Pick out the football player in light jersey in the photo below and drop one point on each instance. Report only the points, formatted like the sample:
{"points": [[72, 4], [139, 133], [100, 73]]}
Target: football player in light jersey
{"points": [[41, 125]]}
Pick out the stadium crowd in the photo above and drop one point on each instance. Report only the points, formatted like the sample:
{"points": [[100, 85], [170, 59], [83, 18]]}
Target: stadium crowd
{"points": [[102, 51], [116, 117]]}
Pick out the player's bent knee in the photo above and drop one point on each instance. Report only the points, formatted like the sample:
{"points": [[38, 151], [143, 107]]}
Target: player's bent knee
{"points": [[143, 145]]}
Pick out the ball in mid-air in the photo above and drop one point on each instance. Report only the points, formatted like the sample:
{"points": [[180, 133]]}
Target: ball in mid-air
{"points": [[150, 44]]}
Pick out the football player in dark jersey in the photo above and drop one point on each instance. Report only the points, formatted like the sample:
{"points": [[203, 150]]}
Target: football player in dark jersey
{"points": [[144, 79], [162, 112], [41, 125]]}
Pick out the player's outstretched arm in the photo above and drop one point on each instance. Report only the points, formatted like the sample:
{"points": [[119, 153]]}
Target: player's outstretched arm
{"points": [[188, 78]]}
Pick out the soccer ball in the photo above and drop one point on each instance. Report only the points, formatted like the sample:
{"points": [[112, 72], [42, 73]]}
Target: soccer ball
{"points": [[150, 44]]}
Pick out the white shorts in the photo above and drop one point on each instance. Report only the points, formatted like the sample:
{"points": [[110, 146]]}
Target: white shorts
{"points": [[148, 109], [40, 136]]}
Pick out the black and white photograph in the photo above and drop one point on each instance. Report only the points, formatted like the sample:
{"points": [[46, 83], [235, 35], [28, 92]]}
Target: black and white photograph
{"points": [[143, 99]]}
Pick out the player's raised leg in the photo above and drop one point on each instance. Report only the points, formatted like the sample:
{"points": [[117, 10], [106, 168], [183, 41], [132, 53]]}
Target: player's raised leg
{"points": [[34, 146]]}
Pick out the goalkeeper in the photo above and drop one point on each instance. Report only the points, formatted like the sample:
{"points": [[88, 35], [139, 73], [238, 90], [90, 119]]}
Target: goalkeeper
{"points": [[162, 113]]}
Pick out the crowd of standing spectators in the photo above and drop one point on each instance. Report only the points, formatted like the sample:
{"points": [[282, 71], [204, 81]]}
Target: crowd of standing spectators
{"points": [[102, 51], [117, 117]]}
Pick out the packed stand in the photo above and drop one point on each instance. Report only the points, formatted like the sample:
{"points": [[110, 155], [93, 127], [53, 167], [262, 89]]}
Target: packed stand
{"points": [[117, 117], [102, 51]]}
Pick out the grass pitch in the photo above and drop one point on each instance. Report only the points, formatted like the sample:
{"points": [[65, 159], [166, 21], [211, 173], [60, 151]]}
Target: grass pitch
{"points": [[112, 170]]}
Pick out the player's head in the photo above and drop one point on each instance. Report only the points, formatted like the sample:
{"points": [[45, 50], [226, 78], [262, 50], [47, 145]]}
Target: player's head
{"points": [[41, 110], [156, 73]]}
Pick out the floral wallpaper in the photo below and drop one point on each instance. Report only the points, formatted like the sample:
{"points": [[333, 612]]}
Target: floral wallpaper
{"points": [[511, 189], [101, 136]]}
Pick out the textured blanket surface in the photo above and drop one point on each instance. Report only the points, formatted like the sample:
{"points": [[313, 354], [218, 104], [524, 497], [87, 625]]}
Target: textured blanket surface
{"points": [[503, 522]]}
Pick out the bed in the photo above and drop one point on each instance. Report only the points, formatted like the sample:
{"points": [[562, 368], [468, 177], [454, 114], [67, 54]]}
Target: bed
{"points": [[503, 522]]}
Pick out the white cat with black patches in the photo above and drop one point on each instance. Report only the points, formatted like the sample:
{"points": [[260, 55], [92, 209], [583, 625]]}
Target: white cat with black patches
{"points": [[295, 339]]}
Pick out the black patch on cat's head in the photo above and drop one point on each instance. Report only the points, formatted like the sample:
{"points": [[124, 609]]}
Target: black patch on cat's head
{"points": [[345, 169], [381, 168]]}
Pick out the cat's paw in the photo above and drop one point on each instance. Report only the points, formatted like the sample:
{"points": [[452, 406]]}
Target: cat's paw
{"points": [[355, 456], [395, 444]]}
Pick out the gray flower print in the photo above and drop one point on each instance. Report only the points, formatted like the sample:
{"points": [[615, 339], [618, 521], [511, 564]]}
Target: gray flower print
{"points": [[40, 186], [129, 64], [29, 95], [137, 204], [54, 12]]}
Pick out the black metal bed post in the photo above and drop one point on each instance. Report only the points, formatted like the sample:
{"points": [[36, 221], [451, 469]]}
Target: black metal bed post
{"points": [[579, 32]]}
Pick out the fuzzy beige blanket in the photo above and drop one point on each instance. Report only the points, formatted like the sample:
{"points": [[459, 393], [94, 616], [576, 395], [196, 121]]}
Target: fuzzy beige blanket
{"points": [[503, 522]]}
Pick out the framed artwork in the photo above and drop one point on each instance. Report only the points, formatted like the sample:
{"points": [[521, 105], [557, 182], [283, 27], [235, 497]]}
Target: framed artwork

What the task asks |
If a line in the records above contains the word "artwork", copy it.

Result |
Pick out the framed artwork in the photo above and drop one point on each instance. Report only the points, formatted like the sample:
Target: framed artwork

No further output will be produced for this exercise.